22. A method comprising:
(a) withdrawing liquefied cryogenic fuel from a primary insulated storage tank at a low pressure and at a temperature close to its boiling point;
(b) increasing the pressure and temperature of some of the withdrawn liquefied cryogenic fuel to form pressurized cryogenic fuel at a temperature approaching that of a heat source;
(c) increasing the pressure of the remainder of the withdrawn liquefied cryogenic fuel;
(d) mixing pressurized cryogenic fuel with pressurized liquefied cryogenic fuel to form a warmed and pressurized liquefied cryogenic fuel at a subcooled or near saturated condition; and (e) transferring warmed and pressurized liquefied cryogenic fuel to a vehicle fuel tank.

23. A method comprising:
(a) withdrawing liquefied cryogenic fuel from a primary insulated storage tank at a low pressure and at a temperature close to its boiling point;
(b) increasing the pressure of the withdrawn liquefied cryogenic fuel and then feeding the pressurized liquefied cryogenic fuel through a heat exchanger to warm the liquefied cryogenic fuel to a near saturated liquid condition;
(c) feeding the warmed and pressurized liquefied cryogenic fuel from the heat exchanger to a stationary insulated cryogenic fuel dispensing tank located at a vehicle liquefied cryogenic fuel dispensing facility and storing the liquefied cryogenic fuel in the dispensing tank in an approximate saturated condition;

(d) reducing the internal pressure of a vehicle fuel tank by allowing fluid to flow from the vehicle fuel tank to the primary insulated storage tank, the vehicle fuel tank being adapted to safely contain and store the liquefied cryogenic fuel in liquid form at an approximate saturated condition;
and (e) feeding the warmed and pressurized liquefied cryogenic fuel to the vehicle fuel tank.

■ **Data records**:
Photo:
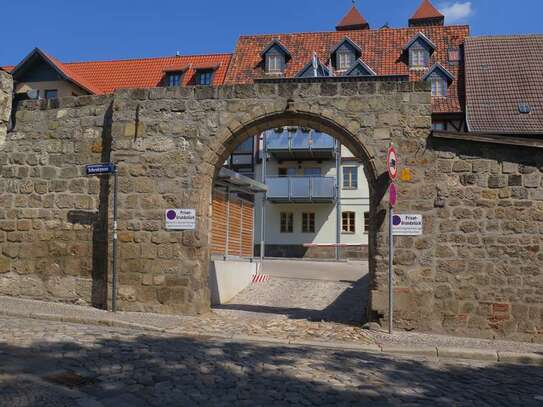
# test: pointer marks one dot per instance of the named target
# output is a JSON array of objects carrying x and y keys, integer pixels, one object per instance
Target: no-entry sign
[
  {"x": 392, "y": 163},
  {"x": 392, "y": 195}
]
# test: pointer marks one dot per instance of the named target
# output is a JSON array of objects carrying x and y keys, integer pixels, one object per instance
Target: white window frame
[
  {"x": 345, "y": 60},
  {"x": 274, "y": 63},
  {"x": 417, "y": 57},
  {"x": 439, "y": 87}
]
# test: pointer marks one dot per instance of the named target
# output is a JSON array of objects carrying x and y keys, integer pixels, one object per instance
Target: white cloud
[{"x": 456, "y": 11}]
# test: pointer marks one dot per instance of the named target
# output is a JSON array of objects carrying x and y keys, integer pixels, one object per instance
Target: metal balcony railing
[
  {"x": 299, "y": 140},
  {"x": 301, "y": 189}
]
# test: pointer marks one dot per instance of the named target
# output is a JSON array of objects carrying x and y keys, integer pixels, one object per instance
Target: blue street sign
[{"x": 99, "y": 169}]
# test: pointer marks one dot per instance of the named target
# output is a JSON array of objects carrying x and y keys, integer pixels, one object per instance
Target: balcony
[
  {"x": 301, "y": 189},
  {"x": 300, "y": 145}
]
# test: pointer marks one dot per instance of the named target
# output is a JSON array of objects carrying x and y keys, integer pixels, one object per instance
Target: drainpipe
[
  {"x": 227, "y": 223},
  {"x": 338, "y": 199},
  {"x": 263, "y": 209}
]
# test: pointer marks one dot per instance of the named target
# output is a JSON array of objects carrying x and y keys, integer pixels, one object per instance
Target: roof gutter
[{"x": 534, "y": 142}]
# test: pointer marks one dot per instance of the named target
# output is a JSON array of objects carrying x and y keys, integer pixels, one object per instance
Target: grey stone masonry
[{"x": 474, "y": 270}]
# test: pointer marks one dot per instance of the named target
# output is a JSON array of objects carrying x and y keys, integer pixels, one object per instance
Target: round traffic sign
[
  {"x": 392, "y": 163},
  {"x": 392, "y": 195}
]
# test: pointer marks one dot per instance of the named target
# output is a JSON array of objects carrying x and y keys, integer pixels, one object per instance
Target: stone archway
[{"x": 234, "y": 136}]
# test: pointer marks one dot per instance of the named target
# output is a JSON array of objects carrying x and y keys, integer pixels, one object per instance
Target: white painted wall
[
  {"x": 356, "y": 200},
  {"x": 228, "y": 277}
]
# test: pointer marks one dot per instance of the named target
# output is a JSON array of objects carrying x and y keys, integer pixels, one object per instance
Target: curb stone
[{"x": 437, "y": 352}]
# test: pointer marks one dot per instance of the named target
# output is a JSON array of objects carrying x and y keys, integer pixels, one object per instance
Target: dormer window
[
  {"x": 439, "y": 86},
  {"x": 204, "y": 77},
  {"x": 345, "y": 54},
  {"x": 275, "y": 57},
  {"x": 418, "y": 57},
  {"x": 419, "y": 50},
  {"x": 274, "y": 63},
  {"x": 173, "y": 78},
  {"x": 440, "y": 80},
  {"x": 345, "y": 60}
]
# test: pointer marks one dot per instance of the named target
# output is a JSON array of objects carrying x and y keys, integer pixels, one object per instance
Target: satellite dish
[{"x": 33, "y": 94}]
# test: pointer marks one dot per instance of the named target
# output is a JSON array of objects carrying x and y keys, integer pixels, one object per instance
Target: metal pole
[
  {"x": 390, "y": 271},
  {"x": 226, "y": 248},
  {"x": 114, "y": 260},
  {"x": 263, "y": 209},
  {"x": 338, "y": 198}
]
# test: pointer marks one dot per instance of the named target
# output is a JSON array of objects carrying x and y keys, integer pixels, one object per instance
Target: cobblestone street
[{"x": 47, "y": 363}]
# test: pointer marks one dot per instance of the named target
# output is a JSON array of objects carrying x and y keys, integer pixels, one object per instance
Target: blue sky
[{"x": 112, "y": 29}]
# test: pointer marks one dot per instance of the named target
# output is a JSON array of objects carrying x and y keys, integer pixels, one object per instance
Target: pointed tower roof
[
  {"x": 426, "y": 14},
  {"x": 353, "y": 20}
]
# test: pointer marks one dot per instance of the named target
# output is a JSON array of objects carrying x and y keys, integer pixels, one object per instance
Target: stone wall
[{"x": 475, "y": 269}]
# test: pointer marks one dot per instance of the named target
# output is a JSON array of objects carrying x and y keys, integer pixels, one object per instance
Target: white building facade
[{"x": 300, "y": 219}]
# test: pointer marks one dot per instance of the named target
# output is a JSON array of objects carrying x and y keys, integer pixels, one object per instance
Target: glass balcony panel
[
  {"x": 277, "y": 141},
  {"x": 277, "y": 187},
  {"x": 242, "y": 159},
  {"x": 321, "y": 141},
  {"x": 323, "y": 187},
  {"x": 299, "y": 187},
  {"x": 300, "y": 140}
]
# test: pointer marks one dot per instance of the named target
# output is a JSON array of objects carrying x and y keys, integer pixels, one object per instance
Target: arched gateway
[{"x": 170, "y": 142}]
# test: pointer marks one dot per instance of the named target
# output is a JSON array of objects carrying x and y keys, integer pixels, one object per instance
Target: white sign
[
  {"x": 407, "y": 225},
  {"x": 180, "y": 219}
]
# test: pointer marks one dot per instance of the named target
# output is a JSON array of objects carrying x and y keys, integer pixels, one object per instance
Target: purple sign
[{"x": 392, "y": 195}]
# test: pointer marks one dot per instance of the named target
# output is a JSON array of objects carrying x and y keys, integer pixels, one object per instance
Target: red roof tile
[
  {"x": 149, "y": 72},
  {"x": 353, "y": 20},
  {"x": 381, "y": 49},
  {"x": 426, "y": 11},
  {"x": 503, "y": 73}
]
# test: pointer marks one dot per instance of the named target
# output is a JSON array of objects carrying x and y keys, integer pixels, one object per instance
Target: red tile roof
[
  {"x": 353, "y": 20},
  {"x": 381, "y": 49},
  {"x": 426, "y": 10},
  {"x": 148, "y": 72},
  {"x": 503, "y": 73},
  {"x": 102, "y": 77}
]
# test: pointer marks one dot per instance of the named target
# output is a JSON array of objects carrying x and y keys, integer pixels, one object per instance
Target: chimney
[
  {"x": 353, "y": 20},
  {"x": 426, "y": 15}
]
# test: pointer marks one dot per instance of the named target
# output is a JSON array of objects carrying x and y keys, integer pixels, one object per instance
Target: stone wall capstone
[{"x": 473, "y": 271}]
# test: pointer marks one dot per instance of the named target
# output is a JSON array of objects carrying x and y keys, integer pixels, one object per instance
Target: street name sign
[
  {"x": 99, "y": 169},
  {"x": 180, "y": 219},
  {"x": 406, "y": 225}
]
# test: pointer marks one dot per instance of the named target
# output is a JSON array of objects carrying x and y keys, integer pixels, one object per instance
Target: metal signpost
[
  {"x": 106, "y": 169},
  {"x": 392, "y": 167}
]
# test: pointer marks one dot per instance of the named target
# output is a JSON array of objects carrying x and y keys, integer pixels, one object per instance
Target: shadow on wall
[
  {"x": 348, "y": 308},
  {"x": 180, "y": 371},
  {"x": 99, "y": 222}
]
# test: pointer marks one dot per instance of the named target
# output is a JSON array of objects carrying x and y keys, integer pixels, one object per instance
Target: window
[
  {"x": 287, "y": 222},
  {"x": 347, "y": 224},
  {"x": 308, "y": 222},
  {"x": 439, "y": 87},
  {"x": 312, "y": 172},
  {"x": 345, "y": 60},
  {"x": 350, "y": 178},
  {"x": 173, "y": 79},
  {"x": 51, "y": 94},
  {"x": 274, "y": 63},
  {"x": 454, "y": 56},
  {"x": 204, "y": 78},
  {"x": 417, "y": 57},
  {"x": 286, "y": 172}
]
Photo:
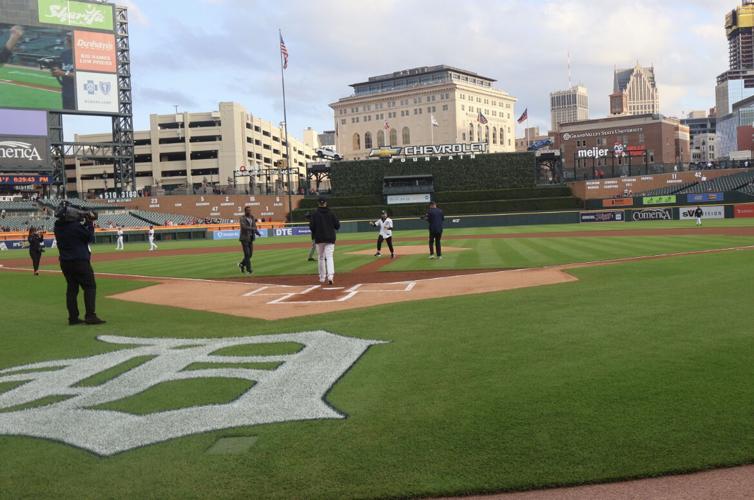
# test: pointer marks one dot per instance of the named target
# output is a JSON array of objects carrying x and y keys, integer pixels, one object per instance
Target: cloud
[{"x": 228, "y": 49}]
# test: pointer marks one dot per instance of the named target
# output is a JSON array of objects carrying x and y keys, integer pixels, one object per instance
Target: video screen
[{"x": 41, "y": 68}]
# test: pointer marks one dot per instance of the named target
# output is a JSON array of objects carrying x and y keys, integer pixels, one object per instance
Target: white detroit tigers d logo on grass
[{"x": 293, "y": 391}]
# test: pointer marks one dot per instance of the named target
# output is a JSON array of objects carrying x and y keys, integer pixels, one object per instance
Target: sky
[{"x": 196, "y": 53}]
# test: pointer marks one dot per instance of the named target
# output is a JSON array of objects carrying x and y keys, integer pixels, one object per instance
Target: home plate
[{"x": 409, "y": 250}]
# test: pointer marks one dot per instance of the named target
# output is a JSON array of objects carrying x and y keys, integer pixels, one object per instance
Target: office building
[
  {"x": 188, "y": 150},
  {"x": 422, "y": 106},
  {"x": 634, "y": 92},
  {"x": 568, "y": 106}
]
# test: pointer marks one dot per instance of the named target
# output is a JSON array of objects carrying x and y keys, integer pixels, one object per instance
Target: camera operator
[{"x": 74, "y": 230}]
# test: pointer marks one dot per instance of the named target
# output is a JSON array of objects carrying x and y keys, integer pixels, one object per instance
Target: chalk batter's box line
[{"x": 350, "y": 293}]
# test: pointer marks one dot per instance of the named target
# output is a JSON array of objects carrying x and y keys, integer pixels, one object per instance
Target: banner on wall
[
  {"x": 708, "y": 212},
  {"x": 611, "y": 216}
]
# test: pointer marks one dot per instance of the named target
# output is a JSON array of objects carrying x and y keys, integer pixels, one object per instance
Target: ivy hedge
[
  {"x": 445, "y": 197},
  {"x": 452, "y": 208},
  {"x": 483, "y": 172}
]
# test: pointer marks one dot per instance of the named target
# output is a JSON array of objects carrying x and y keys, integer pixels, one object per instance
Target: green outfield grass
[
  {"x": 487, "y": 253},
  {"x": 637, "y": 369}
]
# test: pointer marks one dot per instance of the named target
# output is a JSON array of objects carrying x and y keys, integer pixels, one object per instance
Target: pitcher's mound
[{"x": 409, "y": 250}]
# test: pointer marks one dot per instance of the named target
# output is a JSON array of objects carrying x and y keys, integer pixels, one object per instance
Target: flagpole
[{"x": 285, "y": 124}]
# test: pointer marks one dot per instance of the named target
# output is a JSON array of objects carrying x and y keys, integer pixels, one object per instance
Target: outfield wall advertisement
[
  {"x": 744, "y": 211},
  {"x": 608, "y": 216},
  {"x": 648, "y": 214},
  {"x": 708, "y": 211},
  {"x": 659, "y": 200},
  {"x": 704, "y": 197},
  {"x": 62, "y": 58}
]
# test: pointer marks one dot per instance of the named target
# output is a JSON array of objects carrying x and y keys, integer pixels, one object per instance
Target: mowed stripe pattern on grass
[{"x": 630, "y": 371}]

■ **Set of tasks**:
1. Return the part of the cryogenic fuel claims that begins at the words "22. A method" and stops after "a vehicle fuel tank.", copying it without any change.
2. Please locate each line in the records containing the string "balcony" and copy those lines out in full.

■ **Answers by task**:
1.
22. A method comprising:
(a) withdrawing liquefied cryogenic fuel from a primary insulated storage tank at a low pressure and at a temperature close to its boiling point;
(b) increasing the pressure and temperature of some of the withdrawn liquefied cryogenic fuel to form pressurized cryogenic fuel at a temperature approaching that of a heat source;
(c) increasing the pressure of the remainder of the withdrawn liquefied cryogenic fuel;
(d) mixing pressurized cryogenic fuel with pressurized liquefied cryogenic fuel to form a warmed and pressurized liquefied cryogenic fuel at a subcooled or near saturated condition; and (e) transferring warmed and pressurized liquefied cryogenic fuel to a vehicle fuel tank.

2.
Target: metal balcony railing
Target: balcony
Target: glass balcony panel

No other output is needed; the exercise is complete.